The major challenges facing genetic investigators are to identify the genes of interest and pinpoint the location of the culprit polymorphisms among the billions of nucleotides that form the human genome. To achieve this, investigators have depended heavily on genetic markers. Initially, these markers were quite crude, and relied on characteristic patterns derived from cleavage of DNA by specific restriction enzymes that generated distinctive patterns known as Restriction Fragment Length Polymorphisms (RFLP). The subsequent use of microsatellite markers (e.g. variable number tandem repeats and short tandem repeats) improved the precision of these markers. More recently, completion of the Human Genome Project along with improvements in sequencing speed and analytic efficiency allowed the ultimate refinement of these markers into single nucleotide polymorphisms (SNPs).
SNPs are specific sites on chromosomal DNA where single nucleotides are known to vary among individuals. These SNPs are identified by a “reference SNP” (abbreviated rs) number. (http://www.ornl.gov/sci/techresources/Human_Genome/faq/snps.shtml). Approximately 12–15 × 106 SNPs have been identified (http://www.ncbi.nlm.nih.gov/SNP) to date, and additional SNPs are being identified constantly. On average, SNPs are found every 100–300 base pairs in the human genome, although their distribution is not homogeneous.

Exercise set:
(1) Please print the passage on genetic markers between "SNPs are specific" and "is not homogeneous.", inclusive.
(2) According to the passage on genetic markers, how often are SNPs found in the human genome on average?
The data has no connection to the passage on genetic markers.

Data extracted from a collection:
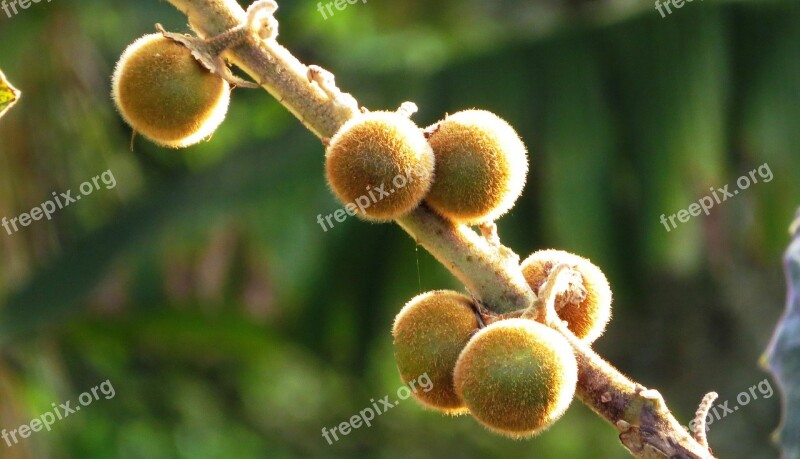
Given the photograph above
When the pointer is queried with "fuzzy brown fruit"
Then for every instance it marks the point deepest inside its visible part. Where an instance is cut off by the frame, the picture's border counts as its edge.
(163, 93)
(481, 165)
(429, 334)
(380, 165)
(517, 377)
(586, 304)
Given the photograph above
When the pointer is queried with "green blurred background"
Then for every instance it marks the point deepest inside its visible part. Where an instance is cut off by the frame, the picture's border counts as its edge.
(231, 325)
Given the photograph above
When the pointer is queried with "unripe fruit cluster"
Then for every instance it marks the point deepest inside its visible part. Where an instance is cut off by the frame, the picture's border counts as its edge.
(516, 376)
(470, 169)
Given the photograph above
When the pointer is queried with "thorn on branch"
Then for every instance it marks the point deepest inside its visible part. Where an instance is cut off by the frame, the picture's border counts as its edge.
(699, 427)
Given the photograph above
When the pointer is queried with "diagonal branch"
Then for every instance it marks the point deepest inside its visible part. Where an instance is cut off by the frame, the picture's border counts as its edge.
(489, 271)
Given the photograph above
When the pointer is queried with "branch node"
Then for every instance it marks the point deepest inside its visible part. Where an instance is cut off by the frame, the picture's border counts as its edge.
(208, 52)
(326, 81)
(489, 232)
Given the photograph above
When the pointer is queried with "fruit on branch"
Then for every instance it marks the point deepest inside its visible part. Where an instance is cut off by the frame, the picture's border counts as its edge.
(163, 93)
(429, 334)
(481, 165)
(586, 302)
(517, 377)
(381, 164)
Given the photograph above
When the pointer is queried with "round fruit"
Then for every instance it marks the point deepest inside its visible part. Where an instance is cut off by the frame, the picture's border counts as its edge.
(429, 334)
(381, 164)
(586, 304)
(517, 377)
(163, 93)
(481, 165)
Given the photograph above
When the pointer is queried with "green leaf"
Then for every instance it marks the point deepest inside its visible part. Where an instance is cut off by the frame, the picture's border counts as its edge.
(9, 95)
(783, 355)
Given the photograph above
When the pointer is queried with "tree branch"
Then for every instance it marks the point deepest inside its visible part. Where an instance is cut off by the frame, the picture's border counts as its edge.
(489, 271)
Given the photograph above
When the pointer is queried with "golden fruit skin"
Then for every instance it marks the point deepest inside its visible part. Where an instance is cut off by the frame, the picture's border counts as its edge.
(481, 166)
(372, 150)
(517, 377)
(429, 334)
(587, 319)
(163, 93)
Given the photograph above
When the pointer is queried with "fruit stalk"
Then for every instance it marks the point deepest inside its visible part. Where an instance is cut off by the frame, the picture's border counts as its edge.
(491, 272)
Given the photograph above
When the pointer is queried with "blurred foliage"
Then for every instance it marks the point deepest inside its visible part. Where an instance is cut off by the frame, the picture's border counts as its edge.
(231, 325)
(784, 352)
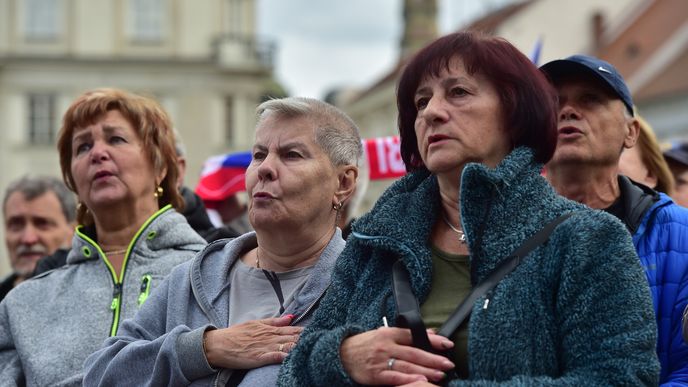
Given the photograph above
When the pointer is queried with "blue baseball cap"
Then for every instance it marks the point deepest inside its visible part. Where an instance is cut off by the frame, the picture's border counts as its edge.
(678, 153)
(598, 68)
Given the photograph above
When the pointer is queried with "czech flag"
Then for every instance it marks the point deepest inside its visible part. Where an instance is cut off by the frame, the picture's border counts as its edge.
(223, 176)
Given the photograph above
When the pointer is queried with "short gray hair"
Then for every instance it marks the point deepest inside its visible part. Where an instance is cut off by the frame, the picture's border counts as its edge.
(335, 132)
(33, 187)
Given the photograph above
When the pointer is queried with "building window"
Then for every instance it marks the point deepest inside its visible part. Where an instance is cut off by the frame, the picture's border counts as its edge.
(41, 119)
(42, 19)
(234, 16)
(147, 20)
(229, 120)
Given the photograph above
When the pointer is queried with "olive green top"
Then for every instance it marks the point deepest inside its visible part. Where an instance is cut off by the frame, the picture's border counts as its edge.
(451, 283)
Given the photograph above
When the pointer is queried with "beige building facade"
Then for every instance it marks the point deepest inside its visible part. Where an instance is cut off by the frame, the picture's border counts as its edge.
(562, 27)
(201, 59)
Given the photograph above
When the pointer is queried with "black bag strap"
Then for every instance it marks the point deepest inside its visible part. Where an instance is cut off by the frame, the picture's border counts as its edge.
(504, 268)
(408, 311)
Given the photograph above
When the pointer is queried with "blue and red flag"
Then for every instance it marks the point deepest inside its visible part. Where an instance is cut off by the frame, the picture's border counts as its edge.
(223, 176)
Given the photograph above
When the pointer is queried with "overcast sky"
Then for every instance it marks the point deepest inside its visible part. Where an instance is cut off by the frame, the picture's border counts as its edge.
(324, 44)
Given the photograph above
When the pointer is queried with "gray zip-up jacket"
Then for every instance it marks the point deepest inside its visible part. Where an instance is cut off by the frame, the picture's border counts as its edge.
(162, 345)
(51, 323)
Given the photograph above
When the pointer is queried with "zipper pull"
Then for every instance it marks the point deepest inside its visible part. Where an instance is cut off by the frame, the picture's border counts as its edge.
(145, 289)
(487, 300)
(117, 291)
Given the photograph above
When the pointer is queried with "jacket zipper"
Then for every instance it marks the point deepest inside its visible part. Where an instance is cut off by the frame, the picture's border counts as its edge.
(310, 307)
(145, 289)
(116, 304)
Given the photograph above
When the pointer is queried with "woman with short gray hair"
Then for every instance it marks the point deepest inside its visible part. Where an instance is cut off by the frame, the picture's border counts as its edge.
(234, 313)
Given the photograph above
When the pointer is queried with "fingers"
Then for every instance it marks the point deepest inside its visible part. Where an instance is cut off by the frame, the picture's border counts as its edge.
(278, 321)
(440, 343)
(366, 357)
(412, 369)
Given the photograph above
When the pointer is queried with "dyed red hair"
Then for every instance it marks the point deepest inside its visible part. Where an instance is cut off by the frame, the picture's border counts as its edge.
(529, 102)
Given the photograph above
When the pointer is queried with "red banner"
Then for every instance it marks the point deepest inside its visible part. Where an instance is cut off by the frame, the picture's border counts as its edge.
(384, 158)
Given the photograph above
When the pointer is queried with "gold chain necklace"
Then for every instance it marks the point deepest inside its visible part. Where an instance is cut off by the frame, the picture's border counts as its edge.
(462, 235)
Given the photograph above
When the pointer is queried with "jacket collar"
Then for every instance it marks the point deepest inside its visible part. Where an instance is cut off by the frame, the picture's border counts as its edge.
(500, 208)
(209, 274)
(636, 199)
(164, 229)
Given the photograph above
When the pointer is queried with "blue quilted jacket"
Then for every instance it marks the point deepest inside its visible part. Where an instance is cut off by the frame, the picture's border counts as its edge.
(662, 244)
(576, 312)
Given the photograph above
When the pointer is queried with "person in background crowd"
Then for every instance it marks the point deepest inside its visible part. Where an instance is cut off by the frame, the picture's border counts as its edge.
(117, 154)
(596, 122)
(230, 213)
(477, 120)
(234, 313)
(39, 217)
(677, 158)
(194, 212)
(644, 162)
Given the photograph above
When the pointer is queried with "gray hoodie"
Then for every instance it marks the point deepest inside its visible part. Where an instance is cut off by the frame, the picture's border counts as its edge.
(51, 323)
(162, 344)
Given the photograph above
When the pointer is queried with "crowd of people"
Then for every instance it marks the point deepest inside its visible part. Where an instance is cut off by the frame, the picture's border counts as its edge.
(538, 238)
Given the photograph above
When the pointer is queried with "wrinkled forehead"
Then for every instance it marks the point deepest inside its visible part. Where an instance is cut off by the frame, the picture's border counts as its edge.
(279, 128)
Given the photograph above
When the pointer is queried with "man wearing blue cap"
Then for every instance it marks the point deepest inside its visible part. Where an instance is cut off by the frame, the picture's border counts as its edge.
(596, 122)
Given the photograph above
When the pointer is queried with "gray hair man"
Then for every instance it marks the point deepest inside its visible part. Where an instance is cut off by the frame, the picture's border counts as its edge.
(39, 215)
(596, 122)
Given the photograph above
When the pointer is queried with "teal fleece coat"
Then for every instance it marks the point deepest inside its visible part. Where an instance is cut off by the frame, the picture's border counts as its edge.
(576, 312)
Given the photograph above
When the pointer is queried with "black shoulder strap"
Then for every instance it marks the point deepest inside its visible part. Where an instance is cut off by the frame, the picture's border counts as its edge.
(504, 268)
(408, 311)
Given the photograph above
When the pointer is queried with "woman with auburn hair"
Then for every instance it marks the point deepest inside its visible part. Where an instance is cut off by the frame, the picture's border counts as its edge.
(465, 227)
(645, 163)
(117, 154)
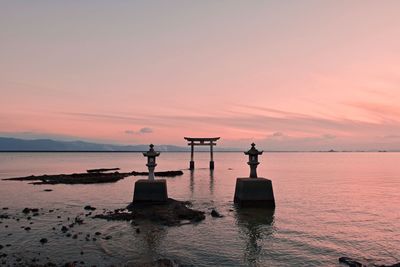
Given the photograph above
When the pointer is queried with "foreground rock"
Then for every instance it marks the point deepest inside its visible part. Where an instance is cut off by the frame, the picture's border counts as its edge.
(356, 263)
(161, 174)
(171, 213)
(102, 170)
(75, 178)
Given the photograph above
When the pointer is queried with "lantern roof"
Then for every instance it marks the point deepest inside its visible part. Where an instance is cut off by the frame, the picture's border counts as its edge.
(151, 152)
(253, 150)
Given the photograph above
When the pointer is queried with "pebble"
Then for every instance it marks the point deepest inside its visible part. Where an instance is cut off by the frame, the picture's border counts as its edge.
(215, 214)
(88, 207)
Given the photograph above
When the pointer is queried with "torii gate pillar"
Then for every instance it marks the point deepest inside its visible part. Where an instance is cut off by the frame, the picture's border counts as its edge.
(192, 141)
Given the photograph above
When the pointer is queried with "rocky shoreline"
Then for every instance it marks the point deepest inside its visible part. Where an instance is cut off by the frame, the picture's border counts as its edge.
(95, 176)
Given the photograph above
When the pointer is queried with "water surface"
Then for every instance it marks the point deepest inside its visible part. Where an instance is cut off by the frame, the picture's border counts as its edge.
(328, 205)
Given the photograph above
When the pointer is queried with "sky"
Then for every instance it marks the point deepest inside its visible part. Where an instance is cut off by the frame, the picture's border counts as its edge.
(287, 75)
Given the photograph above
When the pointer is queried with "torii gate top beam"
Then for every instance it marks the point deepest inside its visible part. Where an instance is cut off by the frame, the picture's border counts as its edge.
(202, 141)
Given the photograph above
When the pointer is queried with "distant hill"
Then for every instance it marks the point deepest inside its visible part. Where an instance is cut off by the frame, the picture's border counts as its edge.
(14, 144)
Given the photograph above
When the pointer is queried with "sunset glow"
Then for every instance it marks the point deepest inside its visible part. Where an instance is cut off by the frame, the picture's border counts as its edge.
(311, 75)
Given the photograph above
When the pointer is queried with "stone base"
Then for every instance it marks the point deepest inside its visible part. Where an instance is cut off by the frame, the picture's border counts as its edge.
(254, 192)
(150, 191)
(211, 165)
(191, 166)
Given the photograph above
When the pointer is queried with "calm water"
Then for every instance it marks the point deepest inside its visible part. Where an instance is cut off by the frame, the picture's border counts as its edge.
(328, 205)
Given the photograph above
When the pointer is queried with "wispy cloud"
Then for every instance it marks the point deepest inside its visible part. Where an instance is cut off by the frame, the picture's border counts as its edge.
(144, 130)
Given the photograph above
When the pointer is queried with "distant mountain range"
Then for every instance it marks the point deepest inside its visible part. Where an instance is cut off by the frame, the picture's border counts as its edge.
(14, 144)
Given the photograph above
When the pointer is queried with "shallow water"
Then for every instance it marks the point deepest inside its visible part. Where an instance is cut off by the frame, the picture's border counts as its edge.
(328, 205)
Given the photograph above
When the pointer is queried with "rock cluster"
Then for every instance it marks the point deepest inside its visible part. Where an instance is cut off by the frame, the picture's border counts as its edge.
(170, 213)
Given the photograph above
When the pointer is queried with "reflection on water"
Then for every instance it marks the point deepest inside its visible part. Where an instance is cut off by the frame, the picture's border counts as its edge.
(255, 224)
(191, 182)
(211, 182)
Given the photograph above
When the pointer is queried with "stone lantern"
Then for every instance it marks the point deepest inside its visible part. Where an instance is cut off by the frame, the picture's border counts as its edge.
(151, 161)
(150, 190)
(253, 160)
(254, 192)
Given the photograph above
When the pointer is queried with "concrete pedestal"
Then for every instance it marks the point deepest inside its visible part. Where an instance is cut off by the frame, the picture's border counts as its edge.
(254, 192)
(150, 191)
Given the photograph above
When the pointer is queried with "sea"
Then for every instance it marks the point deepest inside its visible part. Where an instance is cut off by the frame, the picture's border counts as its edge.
(328, 205)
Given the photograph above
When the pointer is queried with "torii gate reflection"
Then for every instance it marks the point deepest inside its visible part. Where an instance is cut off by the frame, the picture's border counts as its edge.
(203, 141)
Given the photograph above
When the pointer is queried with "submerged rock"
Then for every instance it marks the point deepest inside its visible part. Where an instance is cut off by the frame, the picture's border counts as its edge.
(75, 178)
(355, 263)
(170, 213)
(157, 263)
(4, 216)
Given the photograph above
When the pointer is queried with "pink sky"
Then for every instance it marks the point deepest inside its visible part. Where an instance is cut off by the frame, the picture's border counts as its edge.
(287, 75)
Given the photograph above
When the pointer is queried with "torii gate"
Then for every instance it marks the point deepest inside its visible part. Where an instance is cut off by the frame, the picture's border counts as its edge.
(192, 141)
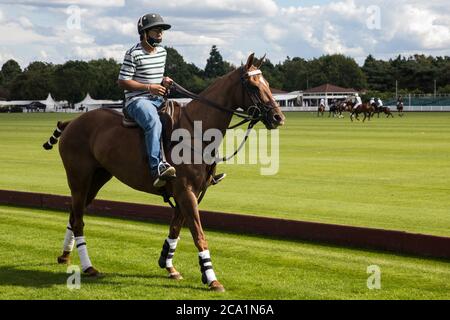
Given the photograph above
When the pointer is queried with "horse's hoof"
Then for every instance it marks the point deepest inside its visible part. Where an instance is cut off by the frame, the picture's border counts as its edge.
(175, 276)
(215, 286)
(92, 272)
(64, 260)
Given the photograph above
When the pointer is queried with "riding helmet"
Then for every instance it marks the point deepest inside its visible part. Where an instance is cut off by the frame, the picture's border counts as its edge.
(151, 20)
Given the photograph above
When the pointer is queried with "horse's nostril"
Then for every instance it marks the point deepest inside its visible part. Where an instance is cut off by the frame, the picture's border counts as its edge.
(277, 118)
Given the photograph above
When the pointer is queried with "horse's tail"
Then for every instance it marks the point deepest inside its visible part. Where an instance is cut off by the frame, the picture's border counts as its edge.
(60, 126)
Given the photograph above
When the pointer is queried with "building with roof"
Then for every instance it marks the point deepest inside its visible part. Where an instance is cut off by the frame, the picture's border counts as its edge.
(30, 105)
(88, 104)
(328, 92)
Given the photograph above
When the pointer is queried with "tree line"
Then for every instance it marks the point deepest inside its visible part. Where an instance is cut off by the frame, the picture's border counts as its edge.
(72, 80)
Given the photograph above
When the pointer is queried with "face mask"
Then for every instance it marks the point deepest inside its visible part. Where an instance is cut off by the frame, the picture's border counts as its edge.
(152, 41)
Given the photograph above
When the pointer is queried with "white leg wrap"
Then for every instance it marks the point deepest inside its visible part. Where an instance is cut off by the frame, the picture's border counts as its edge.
(69, 240)
(173, 245)
(82, 253)
(205, 263)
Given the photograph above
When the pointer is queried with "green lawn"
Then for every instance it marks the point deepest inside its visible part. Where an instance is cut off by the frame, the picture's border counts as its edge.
(389, 173)
(249, 267)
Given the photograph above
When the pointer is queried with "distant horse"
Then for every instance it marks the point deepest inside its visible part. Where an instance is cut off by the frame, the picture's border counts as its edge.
(386, 111)
(96, 146)
(400, 109)
(320, 110)
(364, 108)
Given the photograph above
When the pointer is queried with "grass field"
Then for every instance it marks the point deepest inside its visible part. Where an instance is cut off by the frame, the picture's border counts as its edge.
(389, 173)
(249, 267)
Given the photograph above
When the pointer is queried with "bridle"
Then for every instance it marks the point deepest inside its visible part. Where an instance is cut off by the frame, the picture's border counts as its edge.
(258, 111)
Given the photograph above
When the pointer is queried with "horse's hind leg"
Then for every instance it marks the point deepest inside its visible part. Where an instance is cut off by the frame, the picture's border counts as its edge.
(100, 177)
(170, 245)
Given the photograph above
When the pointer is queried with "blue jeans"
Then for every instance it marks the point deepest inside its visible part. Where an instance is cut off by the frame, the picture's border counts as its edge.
(145, 112)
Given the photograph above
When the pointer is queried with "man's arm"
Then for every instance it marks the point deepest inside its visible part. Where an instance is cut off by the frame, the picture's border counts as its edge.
(132, 85)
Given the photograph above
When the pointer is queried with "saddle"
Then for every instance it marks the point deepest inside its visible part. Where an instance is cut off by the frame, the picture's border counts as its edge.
(169, 116)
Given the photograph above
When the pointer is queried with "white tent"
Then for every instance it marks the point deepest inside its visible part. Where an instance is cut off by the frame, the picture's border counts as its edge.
(50, 103)
(90, 104)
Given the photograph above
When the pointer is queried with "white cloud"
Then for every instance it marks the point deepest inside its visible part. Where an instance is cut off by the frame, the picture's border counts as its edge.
(13, 34)
(93, 3)
(237, 27)
(25, 22)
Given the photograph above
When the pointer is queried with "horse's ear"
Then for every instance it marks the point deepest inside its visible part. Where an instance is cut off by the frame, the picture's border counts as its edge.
(261, 61)
(250, 60)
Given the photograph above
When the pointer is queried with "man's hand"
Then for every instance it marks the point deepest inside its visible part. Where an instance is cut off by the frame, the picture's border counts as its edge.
(167, 82)
(157, 89)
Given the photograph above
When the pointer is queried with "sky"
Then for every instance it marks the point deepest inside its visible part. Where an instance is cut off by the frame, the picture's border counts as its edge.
(59, 30)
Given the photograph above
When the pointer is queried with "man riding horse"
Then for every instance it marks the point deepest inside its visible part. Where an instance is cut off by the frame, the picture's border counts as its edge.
(96, 146)
(141, 75)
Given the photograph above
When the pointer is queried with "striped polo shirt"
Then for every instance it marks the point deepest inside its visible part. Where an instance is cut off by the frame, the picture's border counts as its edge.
(142, 67)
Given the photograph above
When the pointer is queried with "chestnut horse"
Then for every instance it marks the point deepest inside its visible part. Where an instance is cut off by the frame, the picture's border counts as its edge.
(95, 146)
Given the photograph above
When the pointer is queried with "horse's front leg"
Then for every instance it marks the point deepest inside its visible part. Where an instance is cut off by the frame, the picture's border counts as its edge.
(170, 245)
(189, 207)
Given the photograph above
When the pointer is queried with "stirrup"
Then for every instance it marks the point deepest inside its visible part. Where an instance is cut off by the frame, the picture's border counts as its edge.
(168, 174)
(217, 178)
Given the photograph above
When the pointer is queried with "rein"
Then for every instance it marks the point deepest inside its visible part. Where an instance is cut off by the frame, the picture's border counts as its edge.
(254, 114)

Task solutions:
(1)
SNPs are specific sites on chromosomal DNA where single nucleotides are known to vary among individuals. These SNPs are identified by a “reference SNP” (abbreviated rs) number. (http://www.ornl.gov/sci/techresources/Human_Genome/faq/snps.shtml). Approximately 12–15 × 106 SNPs have been identified (http://www.ncbi.nlm.nih.gov/SNP) to date, and additional SNPs are being identified constantly. On average, SNPs are found every 100–300 base pairs in the human genome, although their distribution is not homogeneous.

(2) Every 100–300 base pairs.